> **Work instructions**
• A. Put this sentence from the Be! Fund article below into Spanish: "Starting a business is not easy."
• B. Write the next paragraph of the Be! Fund article on women starting businesses, which appears below, picking up after its last sentence.

> **Selected text**
+ + + +

By Ronak Jain | Be! Fund co-ordinator Mumbai
Starting a business is not easy. It’s even harder if someone has invested in your idea because you’ve got a lot to prove. The pressure is on, and the world is watching. Often businesses take longer than anyone would hope to turn a profit, they take up all of your waking hours (and even dream time), you become obsessed, driven, impossible, and certainly not laid back. What if you are a mother too? Is it possible for women to do both, or do they still have to choose?
Be! Fund commits to make 50% of its investments in women. While that may be easy to say, it’s not so easy to achieve. Women are far less likely to self-elect, come forward, have an idea, think they can be entrepreneurs – than men – when it comes to deciding if a husband or a wife should work, well you know the answer. In the chance that women do come forward and decide to work, to set up a new business, they will always be pulled by other pressures, family, society, pressures that expect them to defer their business operations to another level of value.

+ + + +

> **Supplied material**
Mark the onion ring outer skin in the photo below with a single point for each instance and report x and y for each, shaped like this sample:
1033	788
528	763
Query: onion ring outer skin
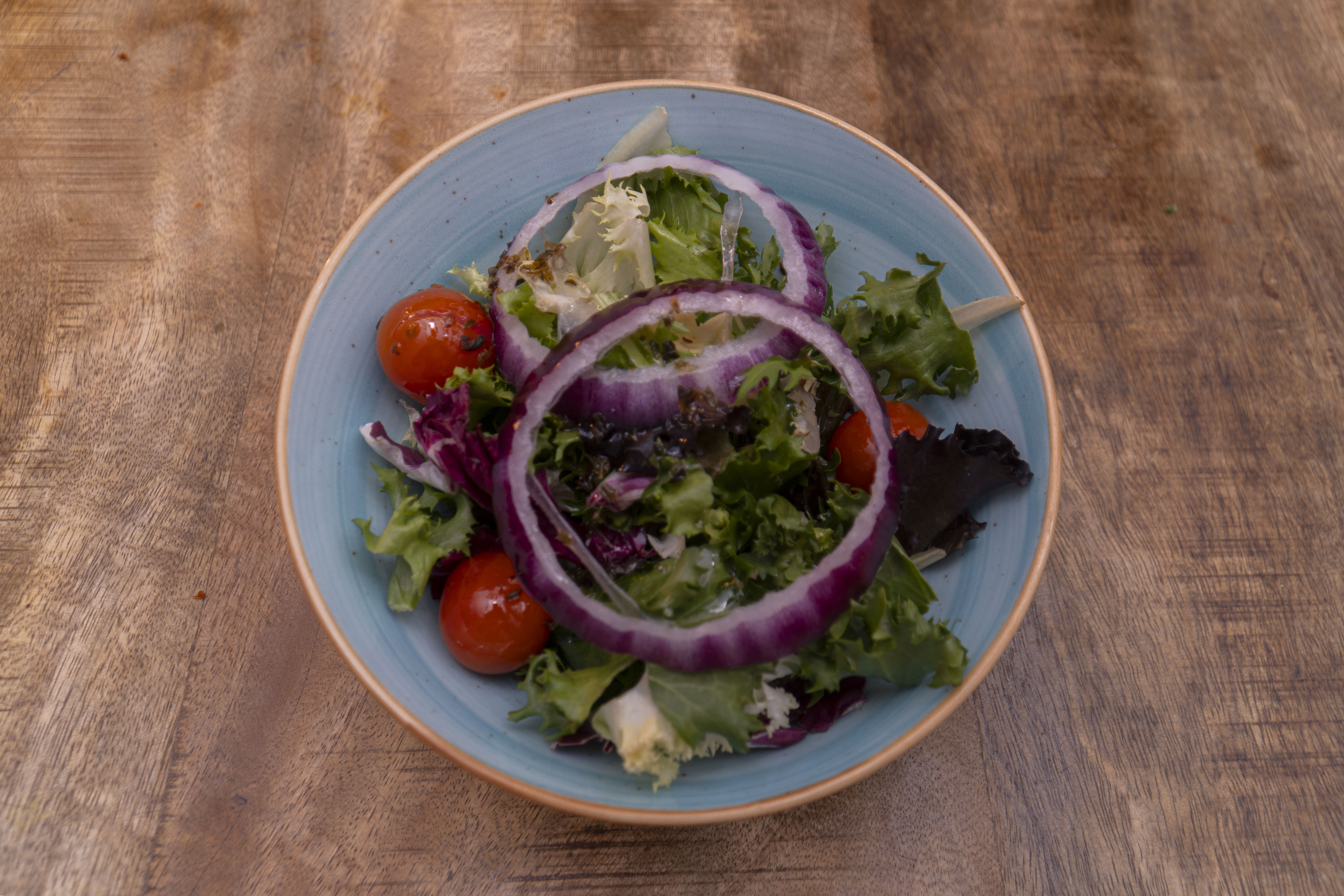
619	394
778	625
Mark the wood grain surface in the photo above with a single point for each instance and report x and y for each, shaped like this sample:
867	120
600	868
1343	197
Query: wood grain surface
1170	718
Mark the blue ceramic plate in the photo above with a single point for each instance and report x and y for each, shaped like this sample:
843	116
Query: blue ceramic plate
463	203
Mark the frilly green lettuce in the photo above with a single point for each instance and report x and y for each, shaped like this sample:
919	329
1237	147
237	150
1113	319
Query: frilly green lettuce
610	241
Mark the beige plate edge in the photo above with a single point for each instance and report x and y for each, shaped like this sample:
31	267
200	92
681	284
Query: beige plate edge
653	816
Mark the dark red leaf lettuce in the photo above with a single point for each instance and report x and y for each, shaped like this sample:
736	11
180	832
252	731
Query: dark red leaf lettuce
940	477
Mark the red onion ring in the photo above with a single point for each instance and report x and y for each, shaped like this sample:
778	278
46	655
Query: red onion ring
779	624
642	400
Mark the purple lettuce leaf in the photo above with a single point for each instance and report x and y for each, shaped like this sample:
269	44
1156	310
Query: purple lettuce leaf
619	491
446	432
407	460
940	477
816	718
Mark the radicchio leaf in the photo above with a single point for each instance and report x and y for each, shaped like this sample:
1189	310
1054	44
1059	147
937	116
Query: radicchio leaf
816	718
940	477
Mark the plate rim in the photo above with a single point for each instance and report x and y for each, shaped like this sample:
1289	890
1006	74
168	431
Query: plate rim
604	812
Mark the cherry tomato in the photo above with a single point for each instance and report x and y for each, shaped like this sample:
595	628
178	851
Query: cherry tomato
424	336
854	441
489	622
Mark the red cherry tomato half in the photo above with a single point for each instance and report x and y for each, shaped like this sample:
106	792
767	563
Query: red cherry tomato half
489	622
429	334
854	441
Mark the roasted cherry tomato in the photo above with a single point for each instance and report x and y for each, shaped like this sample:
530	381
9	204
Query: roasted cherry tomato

+ + + +

> **Results of the tasks**
• A. Emprender un negocio no es fácil.

• B.
We travelled to meet and catch up with our women entrepreneurs to try to understand it better. Are our ‘good’ businesses good or bad for kids?
Jaynathi’s candle business uses recycled wax from churches to make candles to light her slum with no electricity – she has created three jobs for women. For her eldest daughter, Nadhini 20, she’s an inspiration. Nadhini says “After seeing mother run her own business and improve the lives of people where we live, I too started a Saree business to help pay for my son’s medical treatments – because I could see we could do both, look after our families and work.”